▶ _Provided text_:
_ _ _ _ _
Transform Customer Experience by Tracking your Customer Success Metrics

Kostas Pardalis

So, no matter if you are just you and your co-founders or you are running a customer success team in full throttle, you will be involved in supporting your customers using different tools ranging from the plain old e-mail, to specialized software like Intercom and Zendesk among others.

Like with everything in business, from early on you need to measure the processes you have defined and execute and the same also applies in customer support. In this way, you will be able to assess your strategy, to understand what works and what not and iterate on the processes to improve them. No matter, what tools we use for customer support, data are generated, data that you can use to understand, monitor and improve your customer support strategy and execution. You can go as wild as you want with your data, from maintaining real-time dashboards to joining your data with other sources coming from sales, product, and marketing to building predictive models by involving your data science team. Of course to do the more complex stuff, you will need to be at scale with your business where large amounts of data are produced, but the plain old dashboards are always important, from your first steps to when you will be handling thousands of customers. For this reason in this post, we’ll see how we can build a dashboard for a number of KPIs that are important to understanding the performance of our communication with customers.

We’ll do that by assuming the use of Intercom although the principles are the same no matter what tool you use for communicating with your customers. All you need is a way to pull the data out of it and a database to store the data.
_ _ _ _ _
▶ _What you need to do_:
a) Scale the part of the listing that opens with the line containing "Where can you see the motorcycle?" and runs through the end of the listing. Reproduce those lines in full, requests included, but multiply every coordinate in the answers by 1.45 and round each result to a whole number, with halves rounding up.
b) Finish out the next part of the article on tracking customer success metrics, picking up after its last sentence.
The article and the listing have no connection to each other.

(Photo object pointing listing)
_ _ _ _ _
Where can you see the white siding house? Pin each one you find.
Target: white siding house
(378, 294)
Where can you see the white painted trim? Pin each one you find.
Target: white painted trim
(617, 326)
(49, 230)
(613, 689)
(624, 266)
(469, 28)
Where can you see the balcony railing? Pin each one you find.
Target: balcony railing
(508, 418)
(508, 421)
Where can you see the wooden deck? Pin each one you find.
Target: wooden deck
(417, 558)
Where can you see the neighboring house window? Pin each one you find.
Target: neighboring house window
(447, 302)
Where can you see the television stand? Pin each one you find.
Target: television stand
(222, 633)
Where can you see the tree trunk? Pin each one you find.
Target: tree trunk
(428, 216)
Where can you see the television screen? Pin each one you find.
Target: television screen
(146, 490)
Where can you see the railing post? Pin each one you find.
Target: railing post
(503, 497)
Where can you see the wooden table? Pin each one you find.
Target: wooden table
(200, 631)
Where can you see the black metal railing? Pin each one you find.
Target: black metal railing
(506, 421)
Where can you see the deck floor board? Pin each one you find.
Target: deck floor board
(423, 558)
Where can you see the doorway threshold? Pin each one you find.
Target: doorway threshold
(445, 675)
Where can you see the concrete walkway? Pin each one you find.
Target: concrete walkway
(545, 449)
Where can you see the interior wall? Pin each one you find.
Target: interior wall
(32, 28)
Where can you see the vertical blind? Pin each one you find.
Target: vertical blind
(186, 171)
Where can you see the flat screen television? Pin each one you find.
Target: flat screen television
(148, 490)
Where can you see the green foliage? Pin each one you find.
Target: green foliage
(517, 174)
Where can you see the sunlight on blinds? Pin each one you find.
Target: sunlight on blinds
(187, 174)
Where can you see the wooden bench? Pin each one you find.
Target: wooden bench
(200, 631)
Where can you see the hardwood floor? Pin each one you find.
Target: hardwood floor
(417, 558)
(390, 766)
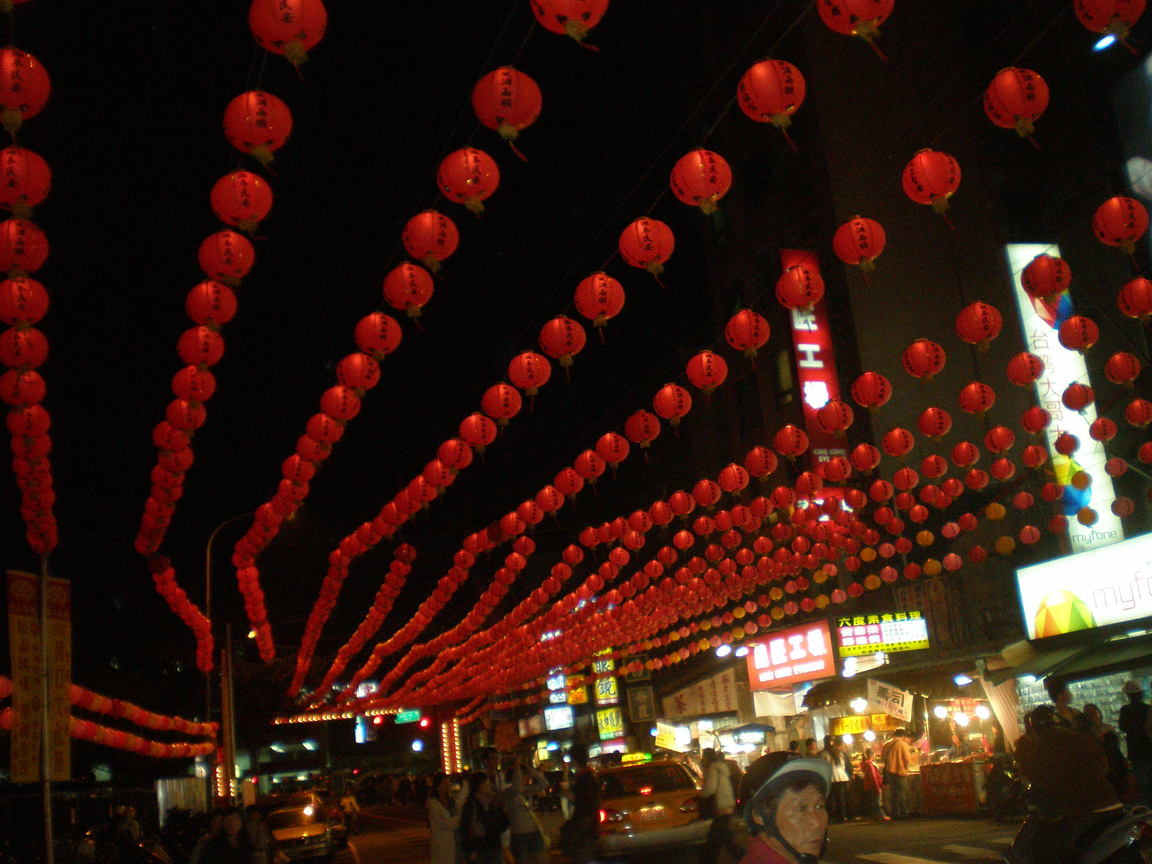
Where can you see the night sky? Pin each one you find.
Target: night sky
(133, 134)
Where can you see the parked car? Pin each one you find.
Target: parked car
(304, 828)
(649, 806)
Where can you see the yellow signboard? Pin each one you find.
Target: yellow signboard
(609, 722)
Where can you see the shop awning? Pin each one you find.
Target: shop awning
(1097, 652)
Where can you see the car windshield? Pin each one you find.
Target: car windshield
(653, 778)
(290, 819)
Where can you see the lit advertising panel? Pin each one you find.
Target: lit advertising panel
(1105, 585)
(1040, 321)
(889, 631)
(787, 657)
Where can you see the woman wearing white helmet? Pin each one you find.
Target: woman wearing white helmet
(787, 815)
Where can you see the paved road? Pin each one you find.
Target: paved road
(401, 838)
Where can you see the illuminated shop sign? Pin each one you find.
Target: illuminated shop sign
(888, 631)
(798, 653)
(816, 364)
(1040, 321)
(1101, 586)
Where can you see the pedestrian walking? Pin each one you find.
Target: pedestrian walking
(444, 821)
(835, 755)
(718, 787)
(896, 757)
(1135, 721)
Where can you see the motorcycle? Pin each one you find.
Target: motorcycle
(1126, 841)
_ _ _ _ _
▶ _Responses by task_:
a)
Where can you see the motorcycle? Pin each one you find.
Target: motorcycle
(1633, 1219)

b)
Quick Intro to Intercom

Intercom is a platform for communicating with your customers from different channels and for different reasons. Of course, one of the reasons that someone would use Intercom is to offer support to her customers. Intercom is also offering a product specifically for that. Additionally, Intercom maintains a web API that can be used for pulling data out of it, so it is possible to extract it from the platform and then load it into a database to build dashboards and perform ad-hoc analysis as needed. In other customer support systems, you will find the concept of “Ticket”, a user creates a ticket, your support team gets notified and then a conversation emerges through various channels. Intercom as a platform built around the concept of communication, has the concept of conversation instead, which of course can be instantiated because the customer seeks support, which is similar in creating a ticket. In any case, what is important is the communication between the customer and the support teams no matter if you are using a “traditional” ticket system or not.

From now on we will assume that we are using Intercom and that we have already figured out how to pull the data out of it and load it into a database, its data model looks like this.
It’s worth having a look at this model as it will help you identify potential questions that you can answer with your data, also a more technical review of the data coming from Intercom can be found here.

What metrics we should measure for customer experience and support

As in every case, like sales, product etc. also in customer support we are looking to define metrics related both to the process and the team. We need to understand how the process is executed and for each part of the execution figure out what to measure. Of course, as this process is executed by people, we also need to come up with good metrics that will help us understand how our people perform.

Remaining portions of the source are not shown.